◆ AIM OF THE EXERCISE ◆
Should the word "bookshelf" occur in a line of the records, copy that line.

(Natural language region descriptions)

-=-=-=-=-

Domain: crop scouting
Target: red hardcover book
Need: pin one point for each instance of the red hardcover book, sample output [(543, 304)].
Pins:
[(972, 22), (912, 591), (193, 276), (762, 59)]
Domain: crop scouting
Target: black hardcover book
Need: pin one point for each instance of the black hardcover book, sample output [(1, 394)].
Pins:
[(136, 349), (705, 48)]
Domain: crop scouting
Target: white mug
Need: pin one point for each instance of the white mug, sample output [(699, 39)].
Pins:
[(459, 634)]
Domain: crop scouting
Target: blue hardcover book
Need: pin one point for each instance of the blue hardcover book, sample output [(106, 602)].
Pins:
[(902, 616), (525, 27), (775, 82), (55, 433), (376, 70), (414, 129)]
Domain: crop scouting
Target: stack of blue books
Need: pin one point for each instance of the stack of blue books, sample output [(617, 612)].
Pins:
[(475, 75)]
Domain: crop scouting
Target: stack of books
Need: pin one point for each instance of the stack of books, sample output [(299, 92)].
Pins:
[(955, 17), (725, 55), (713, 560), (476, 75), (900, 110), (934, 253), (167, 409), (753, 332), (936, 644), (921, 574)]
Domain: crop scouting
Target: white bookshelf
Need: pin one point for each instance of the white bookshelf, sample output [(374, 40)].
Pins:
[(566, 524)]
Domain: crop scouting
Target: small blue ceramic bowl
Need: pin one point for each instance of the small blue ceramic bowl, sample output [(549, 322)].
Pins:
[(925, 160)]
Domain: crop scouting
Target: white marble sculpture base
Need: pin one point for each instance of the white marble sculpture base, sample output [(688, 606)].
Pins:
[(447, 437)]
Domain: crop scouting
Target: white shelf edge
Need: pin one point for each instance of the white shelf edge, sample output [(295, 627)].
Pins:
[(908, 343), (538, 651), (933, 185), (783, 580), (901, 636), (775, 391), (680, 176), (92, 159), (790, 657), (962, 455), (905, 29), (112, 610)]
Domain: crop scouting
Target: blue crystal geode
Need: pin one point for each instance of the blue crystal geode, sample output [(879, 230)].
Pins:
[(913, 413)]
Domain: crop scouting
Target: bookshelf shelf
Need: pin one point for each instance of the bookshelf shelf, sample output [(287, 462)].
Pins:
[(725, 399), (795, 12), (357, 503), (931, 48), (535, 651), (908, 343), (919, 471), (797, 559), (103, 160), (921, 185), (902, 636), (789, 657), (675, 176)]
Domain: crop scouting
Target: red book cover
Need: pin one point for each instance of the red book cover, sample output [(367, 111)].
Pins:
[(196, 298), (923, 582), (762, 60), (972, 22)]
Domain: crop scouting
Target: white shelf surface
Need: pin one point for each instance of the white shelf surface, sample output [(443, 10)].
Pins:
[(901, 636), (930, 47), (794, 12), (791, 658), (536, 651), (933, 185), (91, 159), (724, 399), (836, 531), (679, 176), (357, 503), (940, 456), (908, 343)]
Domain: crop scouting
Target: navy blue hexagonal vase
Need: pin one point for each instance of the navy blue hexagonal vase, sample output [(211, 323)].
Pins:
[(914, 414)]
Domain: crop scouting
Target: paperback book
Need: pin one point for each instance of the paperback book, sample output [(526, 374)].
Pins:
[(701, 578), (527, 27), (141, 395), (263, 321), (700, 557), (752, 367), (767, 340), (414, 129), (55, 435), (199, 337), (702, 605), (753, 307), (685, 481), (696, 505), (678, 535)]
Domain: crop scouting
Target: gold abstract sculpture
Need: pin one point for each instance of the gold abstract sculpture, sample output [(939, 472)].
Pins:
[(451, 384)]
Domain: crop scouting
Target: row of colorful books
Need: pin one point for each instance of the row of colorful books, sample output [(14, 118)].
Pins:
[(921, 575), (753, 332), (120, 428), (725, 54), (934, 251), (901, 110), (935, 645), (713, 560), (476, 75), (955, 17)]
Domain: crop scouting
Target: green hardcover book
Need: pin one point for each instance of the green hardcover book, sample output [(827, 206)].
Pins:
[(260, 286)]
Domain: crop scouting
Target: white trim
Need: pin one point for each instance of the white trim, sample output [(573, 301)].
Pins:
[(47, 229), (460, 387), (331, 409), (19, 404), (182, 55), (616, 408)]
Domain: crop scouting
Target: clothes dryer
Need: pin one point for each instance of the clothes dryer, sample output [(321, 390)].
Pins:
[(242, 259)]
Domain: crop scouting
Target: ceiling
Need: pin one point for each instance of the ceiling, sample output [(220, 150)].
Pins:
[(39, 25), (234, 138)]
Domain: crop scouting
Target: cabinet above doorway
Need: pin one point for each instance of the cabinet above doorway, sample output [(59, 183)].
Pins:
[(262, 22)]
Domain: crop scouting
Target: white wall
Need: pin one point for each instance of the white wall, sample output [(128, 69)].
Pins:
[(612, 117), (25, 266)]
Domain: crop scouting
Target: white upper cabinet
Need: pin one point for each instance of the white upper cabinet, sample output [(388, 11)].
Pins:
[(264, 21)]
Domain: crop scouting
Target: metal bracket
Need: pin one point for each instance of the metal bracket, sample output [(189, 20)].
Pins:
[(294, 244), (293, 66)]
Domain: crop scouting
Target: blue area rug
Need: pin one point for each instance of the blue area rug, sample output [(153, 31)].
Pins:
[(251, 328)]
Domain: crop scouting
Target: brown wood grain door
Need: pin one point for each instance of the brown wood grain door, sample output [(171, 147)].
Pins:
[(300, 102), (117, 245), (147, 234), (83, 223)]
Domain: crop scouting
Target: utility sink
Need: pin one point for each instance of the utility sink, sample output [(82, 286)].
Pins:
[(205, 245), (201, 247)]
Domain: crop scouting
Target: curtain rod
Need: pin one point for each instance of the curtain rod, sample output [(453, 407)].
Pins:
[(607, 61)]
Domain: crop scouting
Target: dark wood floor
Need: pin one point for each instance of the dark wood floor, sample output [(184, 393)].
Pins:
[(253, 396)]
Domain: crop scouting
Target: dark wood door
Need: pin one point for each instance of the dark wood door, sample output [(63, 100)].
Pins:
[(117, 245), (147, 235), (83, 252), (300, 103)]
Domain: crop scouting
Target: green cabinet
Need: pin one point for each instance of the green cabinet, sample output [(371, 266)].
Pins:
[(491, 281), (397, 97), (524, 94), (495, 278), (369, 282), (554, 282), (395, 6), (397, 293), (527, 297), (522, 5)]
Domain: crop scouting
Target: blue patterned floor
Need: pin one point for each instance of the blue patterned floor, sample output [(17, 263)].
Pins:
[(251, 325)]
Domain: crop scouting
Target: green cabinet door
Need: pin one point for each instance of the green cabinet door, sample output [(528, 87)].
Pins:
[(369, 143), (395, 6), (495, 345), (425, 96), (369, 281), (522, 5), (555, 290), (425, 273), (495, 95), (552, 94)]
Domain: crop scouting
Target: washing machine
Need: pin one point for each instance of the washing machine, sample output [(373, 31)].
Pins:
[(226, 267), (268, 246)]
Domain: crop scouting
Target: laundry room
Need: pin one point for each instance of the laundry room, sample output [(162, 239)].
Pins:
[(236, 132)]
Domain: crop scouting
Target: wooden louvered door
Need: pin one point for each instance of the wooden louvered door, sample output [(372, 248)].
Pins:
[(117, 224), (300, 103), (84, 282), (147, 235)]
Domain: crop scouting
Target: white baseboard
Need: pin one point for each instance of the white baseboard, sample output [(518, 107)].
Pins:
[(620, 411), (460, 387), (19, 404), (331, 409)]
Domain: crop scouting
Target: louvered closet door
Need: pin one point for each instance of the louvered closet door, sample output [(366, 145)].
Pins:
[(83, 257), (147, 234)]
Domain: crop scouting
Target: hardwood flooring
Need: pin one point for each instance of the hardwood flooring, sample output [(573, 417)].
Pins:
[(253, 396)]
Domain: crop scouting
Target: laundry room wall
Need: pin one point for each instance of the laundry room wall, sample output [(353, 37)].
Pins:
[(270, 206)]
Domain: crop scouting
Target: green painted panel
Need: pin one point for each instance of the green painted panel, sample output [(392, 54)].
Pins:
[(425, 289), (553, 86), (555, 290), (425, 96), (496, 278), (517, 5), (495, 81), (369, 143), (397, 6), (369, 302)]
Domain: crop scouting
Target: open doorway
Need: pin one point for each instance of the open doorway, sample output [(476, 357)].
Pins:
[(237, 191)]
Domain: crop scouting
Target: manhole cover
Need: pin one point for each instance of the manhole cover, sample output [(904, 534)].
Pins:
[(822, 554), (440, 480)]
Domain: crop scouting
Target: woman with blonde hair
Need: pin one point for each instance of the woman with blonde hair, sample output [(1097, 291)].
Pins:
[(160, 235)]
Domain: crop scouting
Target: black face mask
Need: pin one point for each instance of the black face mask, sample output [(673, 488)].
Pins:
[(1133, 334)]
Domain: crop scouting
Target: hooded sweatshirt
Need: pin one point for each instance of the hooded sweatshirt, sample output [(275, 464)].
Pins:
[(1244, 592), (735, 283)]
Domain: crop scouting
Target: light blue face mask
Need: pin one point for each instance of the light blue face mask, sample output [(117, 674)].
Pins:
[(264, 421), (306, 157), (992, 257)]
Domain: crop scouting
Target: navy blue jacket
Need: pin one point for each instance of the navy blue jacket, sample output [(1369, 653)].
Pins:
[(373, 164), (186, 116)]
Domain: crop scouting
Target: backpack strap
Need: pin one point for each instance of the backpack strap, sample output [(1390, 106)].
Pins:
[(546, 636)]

-=-=-=-=-

◆ EXERCISE RESULT ◆
Target: white bookshelf
Need: pin one point for each instance of the white bookshelf, sample output [(374, 40)].
Target: bookshelf shelf
Need: pin one point for each instance of the bookshelf shelf, sample output [(287, 462)].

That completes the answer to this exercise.